WHAT NEEDS TO BE DONE
In the entries that follow, identify the line containing "Drop a point on every instance of the seated" and return it together with all later lines, exactly as they appear.

SUPPLIED DATA
---

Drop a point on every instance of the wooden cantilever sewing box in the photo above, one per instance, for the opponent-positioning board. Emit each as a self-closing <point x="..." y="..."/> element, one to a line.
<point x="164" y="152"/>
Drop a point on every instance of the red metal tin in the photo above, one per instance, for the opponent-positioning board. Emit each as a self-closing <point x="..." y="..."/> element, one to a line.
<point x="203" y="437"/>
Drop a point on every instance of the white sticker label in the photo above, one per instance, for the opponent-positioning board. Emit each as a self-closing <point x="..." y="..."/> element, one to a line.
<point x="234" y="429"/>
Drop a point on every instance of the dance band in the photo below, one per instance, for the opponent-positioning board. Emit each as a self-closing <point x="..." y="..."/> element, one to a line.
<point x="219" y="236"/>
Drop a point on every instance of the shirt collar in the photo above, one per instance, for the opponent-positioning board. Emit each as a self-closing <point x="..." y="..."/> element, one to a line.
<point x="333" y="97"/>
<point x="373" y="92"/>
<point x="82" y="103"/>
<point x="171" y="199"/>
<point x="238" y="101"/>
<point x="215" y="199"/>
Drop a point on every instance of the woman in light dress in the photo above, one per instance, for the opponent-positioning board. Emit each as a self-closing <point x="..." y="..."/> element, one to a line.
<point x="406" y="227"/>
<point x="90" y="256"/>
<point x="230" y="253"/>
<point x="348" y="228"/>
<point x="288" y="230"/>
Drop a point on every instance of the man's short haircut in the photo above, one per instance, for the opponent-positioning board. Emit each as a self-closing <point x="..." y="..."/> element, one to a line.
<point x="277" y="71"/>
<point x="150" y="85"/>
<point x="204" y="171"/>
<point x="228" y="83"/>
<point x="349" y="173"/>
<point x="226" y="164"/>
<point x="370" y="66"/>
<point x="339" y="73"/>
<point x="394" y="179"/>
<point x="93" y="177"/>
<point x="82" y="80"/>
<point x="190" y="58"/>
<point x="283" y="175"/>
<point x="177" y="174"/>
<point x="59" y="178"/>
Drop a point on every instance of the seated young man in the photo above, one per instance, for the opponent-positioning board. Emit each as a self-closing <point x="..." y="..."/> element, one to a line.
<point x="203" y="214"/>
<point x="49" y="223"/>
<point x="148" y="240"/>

---

FINAL RESULT
Drop a point on every instance of the seated young man in the photo above, one per instance, for the opponent-positioning board. Emit each as a self-closing <point x="..." y="..."/> element, one to a line.
<point x="203" y="214"/>
<point x="49" y="223"/>
<point x="148" y="240"/>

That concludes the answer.